More than halve of councils in the West Midlands have rejected NHS England’s targets on delayed transfers of care and are calling on Jeremy Hunt to intervene to prevent them losing up to £150m funding.
The DTOC reduction targets were set in July and must be met this month. Local Government Chronicle previously revealed how more than a third of councils were ordered to achieve reductions of 50 per cent or more or face losing better care fund money.
However, a 15 September letter to the health secretary signed by the leaders of 12 of the region’s 14 top tier councils, said for many councils “including over half in the West Midlands”, the targets are “simply unachievable” in the timescale and the local authorities have instead submitted trajectories to meet the targets over a longer period.
The leaders warned if NHS England follows through on its threat to withhold BCF cash from areas that miss their target, vital services will be pulled that will have a “catastrophic impact on local people, and will hugely increase pressure on the NHS”.
The letter continued: “Every pound that is withheld risks harm to our most vulnerable citizens, and will mean that the delayed discharges target will never be achieved.

** Given information **
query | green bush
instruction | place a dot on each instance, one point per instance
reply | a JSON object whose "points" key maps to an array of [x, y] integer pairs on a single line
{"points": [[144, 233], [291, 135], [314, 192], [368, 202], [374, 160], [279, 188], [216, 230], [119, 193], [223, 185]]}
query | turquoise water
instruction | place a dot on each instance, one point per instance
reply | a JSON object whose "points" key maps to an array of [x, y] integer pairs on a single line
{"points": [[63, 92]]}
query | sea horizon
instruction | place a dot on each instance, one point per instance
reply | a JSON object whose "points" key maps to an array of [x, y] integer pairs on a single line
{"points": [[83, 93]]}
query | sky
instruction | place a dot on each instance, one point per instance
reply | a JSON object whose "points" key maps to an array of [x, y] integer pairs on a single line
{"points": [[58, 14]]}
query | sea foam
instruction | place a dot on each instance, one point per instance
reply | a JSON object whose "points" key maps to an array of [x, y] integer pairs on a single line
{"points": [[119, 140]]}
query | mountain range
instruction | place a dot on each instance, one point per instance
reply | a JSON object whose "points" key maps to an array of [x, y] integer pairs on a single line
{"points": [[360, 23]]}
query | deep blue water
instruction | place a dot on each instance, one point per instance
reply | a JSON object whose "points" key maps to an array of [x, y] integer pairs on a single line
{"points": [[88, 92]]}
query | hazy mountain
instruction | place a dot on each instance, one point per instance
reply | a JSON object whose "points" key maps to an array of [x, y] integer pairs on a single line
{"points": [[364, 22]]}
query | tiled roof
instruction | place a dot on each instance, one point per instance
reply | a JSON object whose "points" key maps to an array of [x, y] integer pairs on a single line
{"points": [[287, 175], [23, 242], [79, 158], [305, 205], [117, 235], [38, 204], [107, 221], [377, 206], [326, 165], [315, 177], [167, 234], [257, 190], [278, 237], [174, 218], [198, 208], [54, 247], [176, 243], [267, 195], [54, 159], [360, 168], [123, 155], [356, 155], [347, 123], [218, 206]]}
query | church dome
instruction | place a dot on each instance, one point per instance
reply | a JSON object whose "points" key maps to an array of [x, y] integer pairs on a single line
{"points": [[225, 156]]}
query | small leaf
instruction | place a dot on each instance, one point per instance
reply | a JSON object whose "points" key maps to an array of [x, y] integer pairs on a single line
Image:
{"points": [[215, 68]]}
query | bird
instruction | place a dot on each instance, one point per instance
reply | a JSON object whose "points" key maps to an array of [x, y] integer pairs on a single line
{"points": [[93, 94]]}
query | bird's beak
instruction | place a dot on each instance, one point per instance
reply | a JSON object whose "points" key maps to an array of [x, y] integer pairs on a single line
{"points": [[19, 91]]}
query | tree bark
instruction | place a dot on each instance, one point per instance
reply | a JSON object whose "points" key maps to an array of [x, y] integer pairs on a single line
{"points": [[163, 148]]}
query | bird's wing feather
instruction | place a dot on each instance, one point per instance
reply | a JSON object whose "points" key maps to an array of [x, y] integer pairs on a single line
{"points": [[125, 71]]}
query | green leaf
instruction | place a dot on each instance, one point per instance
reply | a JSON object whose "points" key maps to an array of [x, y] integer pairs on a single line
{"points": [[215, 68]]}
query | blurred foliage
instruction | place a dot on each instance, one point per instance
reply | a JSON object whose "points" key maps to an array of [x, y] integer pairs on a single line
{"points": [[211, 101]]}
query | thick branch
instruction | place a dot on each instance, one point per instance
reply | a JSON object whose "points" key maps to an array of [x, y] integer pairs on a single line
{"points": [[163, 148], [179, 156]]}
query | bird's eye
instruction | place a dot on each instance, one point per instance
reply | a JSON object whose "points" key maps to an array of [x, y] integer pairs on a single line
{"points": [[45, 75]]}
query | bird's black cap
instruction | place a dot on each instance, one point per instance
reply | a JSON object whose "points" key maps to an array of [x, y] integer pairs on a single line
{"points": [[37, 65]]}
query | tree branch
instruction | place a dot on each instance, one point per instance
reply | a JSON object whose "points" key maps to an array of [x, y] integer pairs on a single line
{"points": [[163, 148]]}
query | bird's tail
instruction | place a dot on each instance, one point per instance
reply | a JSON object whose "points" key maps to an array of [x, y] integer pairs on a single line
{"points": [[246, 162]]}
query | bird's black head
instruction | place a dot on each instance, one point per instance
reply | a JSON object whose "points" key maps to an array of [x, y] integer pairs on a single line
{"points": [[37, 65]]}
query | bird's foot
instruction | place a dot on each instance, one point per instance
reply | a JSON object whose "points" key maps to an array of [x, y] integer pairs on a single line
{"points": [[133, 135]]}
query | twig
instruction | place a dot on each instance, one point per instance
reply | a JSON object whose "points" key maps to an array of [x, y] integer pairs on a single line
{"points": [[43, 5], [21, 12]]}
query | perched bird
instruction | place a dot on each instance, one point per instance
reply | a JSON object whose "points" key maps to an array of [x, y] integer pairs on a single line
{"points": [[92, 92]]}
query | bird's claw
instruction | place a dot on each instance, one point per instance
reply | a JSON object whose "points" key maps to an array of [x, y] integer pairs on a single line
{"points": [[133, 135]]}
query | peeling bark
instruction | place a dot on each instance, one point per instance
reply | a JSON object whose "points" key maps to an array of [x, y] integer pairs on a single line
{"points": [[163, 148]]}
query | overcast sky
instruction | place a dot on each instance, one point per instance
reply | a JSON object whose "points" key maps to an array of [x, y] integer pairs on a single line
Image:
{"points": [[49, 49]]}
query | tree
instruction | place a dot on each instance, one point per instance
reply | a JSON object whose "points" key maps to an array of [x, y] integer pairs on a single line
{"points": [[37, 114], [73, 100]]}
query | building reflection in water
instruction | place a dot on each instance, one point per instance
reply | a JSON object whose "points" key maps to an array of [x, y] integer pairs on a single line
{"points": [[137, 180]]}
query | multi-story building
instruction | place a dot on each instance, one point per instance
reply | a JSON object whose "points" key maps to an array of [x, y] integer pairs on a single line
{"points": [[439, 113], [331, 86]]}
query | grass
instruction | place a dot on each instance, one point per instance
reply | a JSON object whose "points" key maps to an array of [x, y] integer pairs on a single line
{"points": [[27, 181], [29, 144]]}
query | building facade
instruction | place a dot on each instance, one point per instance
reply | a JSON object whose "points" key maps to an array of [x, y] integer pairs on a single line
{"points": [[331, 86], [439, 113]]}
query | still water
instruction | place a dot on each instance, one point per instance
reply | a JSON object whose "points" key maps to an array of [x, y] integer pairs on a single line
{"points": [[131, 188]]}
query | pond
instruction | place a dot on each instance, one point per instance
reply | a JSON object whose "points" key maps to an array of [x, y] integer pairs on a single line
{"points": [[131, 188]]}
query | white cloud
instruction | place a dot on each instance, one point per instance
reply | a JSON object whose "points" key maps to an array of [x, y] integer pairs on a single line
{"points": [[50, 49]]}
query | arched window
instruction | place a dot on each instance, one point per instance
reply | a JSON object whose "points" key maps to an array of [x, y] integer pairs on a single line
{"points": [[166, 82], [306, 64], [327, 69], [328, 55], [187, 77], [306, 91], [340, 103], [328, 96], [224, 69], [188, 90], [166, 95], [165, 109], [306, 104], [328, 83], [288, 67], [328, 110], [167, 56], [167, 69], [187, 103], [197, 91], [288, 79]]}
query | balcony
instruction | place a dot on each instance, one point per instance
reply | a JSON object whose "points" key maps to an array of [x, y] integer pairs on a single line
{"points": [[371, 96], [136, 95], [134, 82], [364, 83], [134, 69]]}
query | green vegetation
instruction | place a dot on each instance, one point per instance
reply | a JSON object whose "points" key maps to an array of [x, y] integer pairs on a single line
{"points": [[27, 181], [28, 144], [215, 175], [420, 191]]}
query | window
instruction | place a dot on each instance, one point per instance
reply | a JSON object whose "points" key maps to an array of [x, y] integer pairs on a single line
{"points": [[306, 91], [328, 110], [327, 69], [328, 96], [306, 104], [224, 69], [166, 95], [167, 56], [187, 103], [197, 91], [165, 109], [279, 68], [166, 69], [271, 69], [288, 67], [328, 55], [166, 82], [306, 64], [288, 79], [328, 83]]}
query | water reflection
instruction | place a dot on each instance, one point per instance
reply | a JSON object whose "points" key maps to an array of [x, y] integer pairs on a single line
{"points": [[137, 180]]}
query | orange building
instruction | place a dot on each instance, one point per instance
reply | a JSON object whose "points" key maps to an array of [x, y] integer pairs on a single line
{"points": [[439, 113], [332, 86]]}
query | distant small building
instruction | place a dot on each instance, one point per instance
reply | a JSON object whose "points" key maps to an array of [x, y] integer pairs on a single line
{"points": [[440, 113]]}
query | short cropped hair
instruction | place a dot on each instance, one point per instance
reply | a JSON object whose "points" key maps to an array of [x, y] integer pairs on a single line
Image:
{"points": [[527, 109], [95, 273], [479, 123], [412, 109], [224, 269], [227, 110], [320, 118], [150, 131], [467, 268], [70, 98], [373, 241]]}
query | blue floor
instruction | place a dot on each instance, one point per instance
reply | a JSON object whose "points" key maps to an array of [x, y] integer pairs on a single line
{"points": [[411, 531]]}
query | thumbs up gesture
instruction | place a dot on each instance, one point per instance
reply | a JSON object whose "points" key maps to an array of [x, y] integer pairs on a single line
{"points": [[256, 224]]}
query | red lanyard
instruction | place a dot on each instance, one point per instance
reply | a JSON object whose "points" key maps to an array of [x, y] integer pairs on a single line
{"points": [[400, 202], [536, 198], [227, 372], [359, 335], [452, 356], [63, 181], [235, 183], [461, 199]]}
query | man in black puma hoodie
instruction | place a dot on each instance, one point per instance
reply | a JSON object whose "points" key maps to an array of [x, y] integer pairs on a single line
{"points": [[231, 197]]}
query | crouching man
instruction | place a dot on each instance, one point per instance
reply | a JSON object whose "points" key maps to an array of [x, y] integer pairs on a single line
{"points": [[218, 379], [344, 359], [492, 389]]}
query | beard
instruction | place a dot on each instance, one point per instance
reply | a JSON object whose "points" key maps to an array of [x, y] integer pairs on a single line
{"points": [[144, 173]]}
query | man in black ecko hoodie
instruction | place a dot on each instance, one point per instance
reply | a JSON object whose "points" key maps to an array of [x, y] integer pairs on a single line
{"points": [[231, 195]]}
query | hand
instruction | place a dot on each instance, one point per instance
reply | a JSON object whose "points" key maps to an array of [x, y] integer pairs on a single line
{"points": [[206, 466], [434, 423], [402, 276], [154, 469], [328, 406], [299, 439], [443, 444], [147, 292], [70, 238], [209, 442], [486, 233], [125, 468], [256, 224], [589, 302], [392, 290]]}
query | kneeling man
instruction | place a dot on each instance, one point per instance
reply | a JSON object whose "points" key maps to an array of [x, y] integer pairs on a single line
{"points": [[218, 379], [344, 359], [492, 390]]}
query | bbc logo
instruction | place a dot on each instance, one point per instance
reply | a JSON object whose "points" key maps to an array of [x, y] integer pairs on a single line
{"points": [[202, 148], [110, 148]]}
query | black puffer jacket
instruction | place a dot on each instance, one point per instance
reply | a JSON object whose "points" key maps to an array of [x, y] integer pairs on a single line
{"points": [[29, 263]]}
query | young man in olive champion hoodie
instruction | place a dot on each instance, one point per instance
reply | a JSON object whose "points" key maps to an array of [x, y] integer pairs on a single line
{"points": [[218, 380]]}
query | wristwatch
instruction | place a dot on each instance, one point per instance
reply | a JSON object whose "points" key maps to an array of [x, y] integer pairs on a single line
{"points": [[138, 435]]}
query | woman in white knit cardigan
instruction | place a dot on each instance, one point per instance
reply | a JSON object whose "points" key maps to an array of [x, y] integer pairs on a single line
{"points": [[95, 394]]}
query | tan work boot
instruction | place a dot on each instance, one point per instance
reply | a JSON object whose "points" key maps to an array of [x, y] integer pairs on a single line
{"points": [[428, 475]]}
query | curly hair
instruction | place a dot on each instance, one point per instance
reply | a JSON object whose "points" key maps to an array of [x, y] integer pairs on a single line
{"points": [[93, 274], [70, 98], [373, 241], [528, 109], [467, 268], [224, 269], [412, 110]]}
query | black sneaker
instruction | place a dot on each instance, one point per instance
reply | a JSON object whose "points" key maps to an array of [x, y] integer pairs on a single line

** What this task involves **
In the article on delayed transfers of care targets, how many of the West Midlands' top tier councils had leaders who signed the 15 September letter to the health secretary?

** Problem solution **
12 of the region's 14 top tier councils.